**Your objective**
Can you continue the post on the history of swearing, picking up right after its last sentence?

**Extract provided**
***
Saturday, May 25, 2013

The Profane History Of Swearing

Language Matters

Common Profanities: Leith writes: “Melissa Mohr's title, then, is more than just an attention-grabber: the history of swearing is one of a movement back and forth between the holy and the shit. At different times in the history of the west, the primary taboo has been to do either with God, or with the functions of the human body.”
Photo Credit & Source: The Guardian

An article, by Sam Leith,  in The Guardian, reviews a book on swearing, the use of vernacular and “street language” in everyday conversation. The book’s title is Holy Sh*t: A Brief History of Swearing by Melissa Mohr; I guess the publishers use of an asterisk in the book’s title says it all.

Leith writes:
Swearing doesn't just mean what we now understand by "dirty words". It is entwined, in social and linguistic history, with the other sort of swearing: vows and oaths. Consider for a moment the origins of almost any word we have for bad language – "profanity", "curses", "oaths" and "swearing" itself .
Melissa Mohr's title, then, is more than just an attention-grabber: the history of swearing is one of a movement back and forth between the holy and the shit. At different times in the history of the west, the primary taboo has been to do either with God, or with the functions of the human body. (The latter, though, does subdivide in a meaningful way between the sexual and the excremental. Really, this book should have been called "Holy Fucking Shit".)
***
**Raw records**
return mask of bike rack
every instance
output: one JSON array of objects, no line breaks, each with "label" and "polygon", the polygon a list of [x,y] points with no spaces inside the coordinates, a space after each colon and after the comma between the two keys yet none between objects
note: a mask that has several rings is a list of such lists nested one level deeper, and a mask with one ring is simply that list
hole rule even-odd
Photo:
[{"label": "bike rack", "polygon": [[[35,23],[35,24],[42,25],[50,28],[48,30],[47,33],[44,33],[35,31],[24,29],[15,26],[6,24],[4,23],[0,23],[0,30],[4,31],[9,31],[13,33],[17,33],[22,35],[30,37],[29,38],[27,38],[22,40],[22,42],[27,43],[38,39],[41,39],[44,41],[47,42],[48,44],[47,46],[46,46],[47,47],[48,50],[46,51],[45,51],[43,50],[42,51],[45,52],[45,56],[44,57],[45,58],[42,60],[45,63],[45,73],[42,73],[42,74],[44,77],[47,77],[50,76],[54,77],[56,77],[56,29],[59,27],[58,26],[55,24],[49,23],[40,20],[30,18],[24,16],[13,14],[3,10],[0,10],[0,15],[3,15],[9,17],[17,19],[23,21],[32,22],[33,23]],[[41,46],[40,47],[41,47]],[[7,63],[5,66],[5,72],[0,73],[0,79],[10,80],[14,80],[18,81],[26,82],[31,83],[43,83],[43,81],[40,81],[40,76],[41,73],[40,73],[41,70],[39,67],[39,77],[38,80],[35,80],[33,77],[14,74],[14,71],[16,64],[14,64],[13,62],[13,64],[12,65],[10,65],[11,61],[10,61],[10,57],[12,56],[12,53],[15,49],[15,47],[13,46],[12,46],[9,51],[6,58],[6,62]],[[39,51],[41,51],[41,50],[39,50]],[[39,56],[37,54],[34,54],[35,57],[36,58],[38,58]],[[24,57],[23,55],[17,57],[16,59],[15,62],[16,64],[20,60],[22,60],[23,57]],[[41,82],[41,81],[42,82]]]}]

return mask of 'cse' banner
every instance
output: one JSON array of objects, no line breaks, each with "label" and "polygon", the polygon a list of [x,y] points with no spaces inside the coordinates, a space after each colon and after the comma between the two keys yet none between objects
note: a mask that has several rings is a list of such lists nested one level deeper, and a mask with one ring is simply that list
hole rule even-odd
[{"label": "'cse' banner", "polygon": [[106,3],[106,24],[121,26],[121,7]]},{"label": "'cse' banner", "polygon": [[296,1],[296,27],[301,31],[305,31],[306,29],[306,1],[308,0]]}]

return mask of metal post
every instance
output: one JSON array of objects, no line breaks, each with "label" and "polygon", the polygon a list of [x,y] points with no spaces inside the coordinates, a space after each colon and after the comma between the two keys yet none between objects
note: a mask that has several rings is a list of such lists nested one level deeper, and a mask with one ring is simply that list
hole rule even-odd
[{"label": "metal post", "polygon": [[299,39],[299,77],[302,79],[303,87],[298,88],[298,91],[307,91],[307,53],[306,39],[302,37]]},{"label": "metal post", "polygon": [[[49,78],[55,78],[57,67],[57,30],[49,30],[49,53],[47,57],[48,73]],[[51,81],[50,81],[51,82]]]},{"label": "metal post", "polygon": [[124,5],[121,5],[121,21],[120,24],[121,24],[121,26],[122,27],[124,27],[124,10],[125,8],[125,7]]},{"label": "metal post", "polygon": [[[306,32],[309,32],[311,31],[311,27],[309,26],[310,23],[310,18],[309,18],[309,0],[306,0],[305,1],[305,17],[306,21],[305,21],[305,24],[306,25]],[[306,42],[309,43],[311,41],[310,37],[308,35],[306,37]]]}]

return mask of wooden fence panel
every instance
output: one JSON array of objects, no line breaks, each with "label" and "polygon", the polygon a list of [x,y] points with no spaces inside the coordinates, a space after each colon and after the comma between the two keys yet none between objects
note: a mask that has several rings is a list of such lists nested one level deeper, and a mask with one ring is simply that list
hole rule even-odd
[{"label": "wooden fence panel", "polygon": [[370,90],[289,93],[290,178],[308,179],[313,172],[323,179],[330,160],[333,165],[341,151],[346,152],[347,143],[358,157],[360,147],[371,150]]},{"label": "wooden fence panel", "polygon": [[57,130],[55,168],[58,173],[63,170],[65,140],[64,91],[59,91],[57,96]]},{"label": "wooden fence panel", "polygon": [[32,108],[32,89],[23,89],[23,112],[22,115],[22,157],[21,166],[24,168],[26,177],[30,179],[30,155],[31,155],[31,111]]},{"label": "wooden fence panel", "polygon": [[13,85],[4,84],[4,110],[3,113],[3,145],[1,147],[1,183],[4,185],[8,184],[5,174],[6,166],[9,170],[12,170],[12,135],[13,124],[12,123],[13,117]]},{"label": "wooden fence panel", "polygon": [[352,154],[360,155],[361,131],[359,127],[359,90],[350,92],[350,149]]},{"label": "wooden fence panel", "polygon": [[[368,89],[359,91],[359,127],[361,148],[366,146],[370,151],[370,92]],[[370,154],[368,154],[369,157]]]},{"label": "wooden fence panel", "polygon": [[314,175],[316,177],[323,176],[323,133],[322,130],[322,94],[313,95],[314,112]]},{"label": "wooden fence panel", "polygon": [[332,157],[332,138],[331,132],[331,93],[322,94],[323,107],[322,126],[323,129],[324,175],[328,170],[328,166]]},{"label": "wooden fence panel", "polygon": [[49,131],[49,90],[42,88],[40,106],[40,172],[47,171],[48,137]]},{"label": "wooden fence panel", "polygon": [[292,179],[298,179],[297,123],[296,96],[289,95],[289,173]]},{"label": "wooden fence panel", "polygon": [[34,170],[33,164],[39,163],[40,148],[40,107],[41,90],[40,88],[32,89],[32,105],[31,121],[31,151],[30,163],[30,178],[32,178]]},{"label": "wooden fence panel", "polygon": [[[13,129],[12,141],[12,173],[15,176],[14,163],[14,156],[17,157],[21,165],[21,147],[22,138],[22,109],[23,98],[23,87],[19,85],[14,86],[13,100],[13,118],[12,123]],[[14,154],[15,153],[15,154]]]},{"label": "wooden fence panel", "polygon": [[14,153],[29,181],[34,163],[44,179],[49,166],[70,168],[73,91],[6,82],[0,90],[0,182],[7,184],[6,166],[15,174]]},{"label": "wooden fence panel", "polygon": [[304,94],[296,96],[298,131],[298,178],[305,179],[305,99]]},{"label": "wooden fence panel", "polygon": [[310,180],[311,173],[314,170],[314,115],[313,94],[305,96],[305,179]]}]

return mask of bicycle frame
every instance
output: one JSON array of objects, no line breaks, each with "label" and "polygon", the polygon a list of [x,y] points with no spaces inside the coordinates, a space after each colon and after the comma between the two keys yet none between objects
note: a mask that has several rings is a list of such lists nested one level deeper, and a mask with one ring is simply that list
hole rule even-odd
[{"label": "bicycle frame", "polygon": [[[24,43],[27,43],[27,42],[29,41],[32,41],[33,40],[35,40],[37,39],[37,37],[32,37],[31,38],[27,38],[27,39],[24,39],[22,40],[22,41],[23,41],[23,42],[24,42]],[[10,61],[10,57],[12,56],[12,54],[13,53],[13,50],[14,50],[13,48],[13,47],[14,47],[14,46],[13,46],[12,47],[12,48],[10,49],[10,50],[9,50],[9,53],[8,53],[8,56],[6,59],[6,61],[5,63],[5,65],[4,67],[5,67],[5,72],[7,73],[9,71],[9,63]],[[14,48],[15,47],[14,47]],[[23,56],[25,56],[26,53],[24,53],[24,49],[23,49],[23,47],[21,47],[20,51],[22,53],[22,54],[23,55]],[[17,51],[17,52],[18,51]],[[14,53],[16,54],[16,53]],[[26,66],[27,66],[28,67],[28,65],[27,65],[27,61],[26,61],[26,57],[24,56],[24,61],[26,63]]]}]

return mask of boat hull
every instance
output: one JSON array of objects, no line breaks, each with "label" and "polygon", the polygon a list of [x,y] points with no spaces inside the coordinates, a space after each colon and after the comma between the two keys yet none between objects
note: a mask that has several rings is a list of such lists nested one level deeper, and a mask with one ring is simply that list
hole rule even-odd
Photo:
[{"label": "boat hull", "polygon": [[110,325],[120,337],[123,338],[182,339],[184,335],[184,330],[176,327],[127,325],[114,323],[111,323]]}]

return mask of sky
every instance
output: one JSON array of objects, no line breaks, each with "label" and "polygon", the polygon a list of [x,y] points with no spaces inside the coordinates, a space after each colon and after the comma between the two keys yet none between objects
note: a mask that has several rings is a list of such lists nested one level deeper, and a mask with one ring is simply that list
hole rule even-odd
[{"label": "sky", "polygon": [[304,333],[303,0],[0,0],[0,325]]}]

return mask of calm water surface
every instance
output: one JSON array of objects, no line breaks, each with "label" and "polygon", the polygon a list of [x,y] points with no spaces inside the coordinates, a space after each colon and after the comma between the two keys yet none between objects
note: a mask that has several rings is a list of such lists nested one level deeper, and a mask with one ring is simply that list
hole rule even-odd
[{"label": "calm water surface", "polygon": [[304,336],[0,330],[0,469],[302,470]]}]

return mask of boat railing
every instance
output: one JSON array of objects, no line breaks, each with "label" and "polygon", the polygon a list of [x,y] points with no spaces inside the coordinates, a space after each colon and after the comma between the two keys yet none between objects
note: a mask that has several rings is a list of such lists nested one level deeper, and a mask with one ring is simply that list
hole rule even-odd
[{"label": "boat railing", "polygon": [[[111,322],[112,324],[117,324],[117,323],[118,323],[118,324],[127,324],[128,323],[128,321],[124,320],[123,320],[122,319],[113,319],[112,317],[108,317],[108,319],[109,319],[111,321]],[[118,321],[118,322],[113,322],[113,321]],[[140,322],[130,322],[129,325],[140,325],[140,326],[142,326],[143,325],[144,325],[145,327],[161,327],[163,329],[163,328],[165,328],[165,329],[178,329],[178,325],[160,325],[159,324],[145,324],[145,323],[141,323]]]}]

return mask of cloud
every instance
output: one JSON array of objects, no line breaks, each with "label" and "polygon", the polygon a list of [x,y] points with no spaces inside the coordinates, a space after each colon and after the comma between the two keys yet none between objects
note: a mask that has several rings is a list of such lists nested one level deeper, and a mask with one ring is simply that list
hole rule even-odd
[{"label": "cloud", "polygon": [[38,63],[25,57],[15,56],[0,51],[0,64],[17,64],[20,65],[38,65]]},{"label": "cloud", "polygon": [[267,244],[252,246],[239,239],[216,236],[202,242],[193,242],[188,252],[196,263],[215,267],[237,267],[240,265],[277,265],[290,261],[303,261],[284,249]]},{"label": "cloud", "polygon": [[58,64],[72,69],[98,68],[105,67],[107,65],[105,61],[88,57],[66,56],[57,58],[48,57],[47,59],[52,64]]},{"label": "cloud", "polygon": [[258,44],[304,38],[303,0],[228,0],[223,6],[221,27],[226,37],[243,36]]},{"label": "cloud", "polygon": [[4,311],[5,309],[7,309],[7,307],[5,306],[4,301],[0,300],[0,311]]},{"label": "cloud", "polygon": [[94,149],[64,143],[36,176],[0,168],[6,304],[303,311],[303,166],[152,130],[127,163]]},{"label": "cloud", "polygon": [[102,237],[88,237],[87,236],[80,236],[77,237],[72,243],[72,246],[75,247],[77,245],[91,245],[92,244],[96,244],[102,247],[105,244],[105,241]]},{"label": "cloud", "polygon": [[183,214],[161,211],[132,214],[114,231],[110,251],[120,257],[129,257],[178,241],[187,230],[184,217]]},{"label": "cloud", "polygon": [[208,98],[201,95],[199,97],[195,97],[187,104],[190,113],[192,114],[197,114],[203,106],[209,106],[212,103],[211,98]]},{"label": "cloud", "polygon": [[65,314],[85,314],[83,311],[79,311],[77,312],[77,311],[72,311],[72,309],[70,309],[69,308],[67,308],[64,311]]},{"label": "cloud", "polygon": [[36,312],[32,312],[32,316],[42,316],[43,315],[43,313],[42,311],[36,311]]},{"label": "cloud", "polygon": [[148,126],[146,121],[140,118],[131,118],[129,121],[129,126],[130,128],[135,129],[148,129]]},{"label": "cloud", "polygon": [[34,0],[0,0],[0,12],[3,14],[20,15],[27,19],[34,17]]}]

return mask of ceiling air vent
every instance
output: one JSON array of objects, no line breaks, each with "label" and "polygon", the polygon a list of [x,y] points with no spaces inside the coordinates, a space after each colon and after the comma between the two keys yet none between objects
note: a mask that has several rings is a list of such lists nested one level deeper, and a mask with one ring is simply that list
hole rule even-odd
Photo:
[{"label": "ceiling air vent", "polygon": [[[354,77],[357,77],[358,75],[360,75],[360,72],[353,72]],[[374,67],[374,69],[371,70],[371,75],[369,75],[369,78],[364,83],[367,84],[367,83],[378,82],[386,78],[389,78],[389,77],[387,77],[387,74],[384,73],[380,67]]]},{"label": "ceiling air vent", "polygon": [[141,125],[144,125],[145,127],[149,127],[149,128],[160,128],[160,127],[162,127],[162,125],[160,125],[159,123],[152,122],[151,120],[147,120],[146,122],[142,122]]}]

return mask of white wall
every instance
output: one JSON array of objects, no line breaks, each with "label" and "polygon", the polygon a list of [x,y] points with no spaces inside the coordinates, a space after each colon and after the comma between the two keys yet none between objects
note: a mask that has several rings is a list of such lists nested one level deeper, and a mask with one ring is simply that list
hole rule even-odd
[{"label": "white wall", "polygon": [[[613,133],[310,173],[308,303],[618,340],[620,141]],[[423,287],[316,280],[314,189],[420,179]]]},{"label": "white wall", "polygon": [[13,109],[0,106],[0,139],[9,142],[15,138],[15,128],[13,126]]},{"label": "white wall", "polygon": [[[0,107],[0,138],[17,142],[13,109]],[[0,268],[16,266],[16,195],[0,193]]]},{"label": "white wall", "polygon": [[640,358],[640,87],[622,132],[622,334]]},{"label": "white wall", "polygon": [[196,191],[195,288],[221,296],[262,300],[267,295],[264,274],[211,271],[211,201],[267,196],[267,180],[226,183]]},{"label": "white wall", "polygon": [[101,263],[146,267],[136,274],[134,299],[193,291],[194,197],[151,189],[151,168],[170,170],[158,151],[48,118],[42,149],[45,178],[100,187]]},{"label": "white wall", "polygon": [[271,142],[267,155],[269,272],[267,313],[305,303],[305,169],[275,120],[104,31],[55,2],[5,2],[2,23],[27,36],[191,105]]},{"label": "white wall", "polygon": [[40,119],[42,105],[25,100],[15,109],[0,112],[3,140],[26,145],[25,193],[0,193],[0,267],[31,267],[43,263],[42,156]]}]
***
**Task result**
Though Mohr is mainly interested in English, she is generous in roping in examples from outside it. A helpful and interesting chapter on ancient Roman filth does much to sketch the background, too. How do we know what was obscene in a dead language? By literary genre, essentially: if it was written on the toilet wall but didn't appear in satire, it was likely to be properly rude. English has a "Big Six": "cunt", "fuck", "cock", "arse", "shit" and "piss" (though Mohr plausibly suggests that "nigger" should now be in there). The Romans had a "Big 10": cunnus (cunt), futuo (fuck),mentula (cock), verpa (erect or circumcised cock), landica (clitoris), culus(arse), pedico (bugger), caco (shit), fello (fellate) and irrumo (er, mouth-rape).
So the Romans, like us, had a primary relationship between the body and the idea of obscenity – though their sexual schema was a little different, with shame attaching, above all, to sexual passivity. Sexual obscenity also, to complicate things, had a sacramental function – as witness the fruity ways of the god Priapus. Some of that shit was holy.
Some people abhor swearing or the use of any vernacular, whether written or spoken; my wife is one of those individuals; as are many women today. Perhaps it has to do with a heightened sense of religious morality; or perhaps it has to do with a fear of words. Profanity in itself is an act of dissent from religious authority. It’s somewhat ironic or amusing that many of the swear words in Quebec among the French-Canadians centre on the Catholic church and its rituals. (Some common examples include osti: host; tabarnac: tabernacle; maudit: damn; brûle en enfer: burn in hell, and it various permutations and combinations.)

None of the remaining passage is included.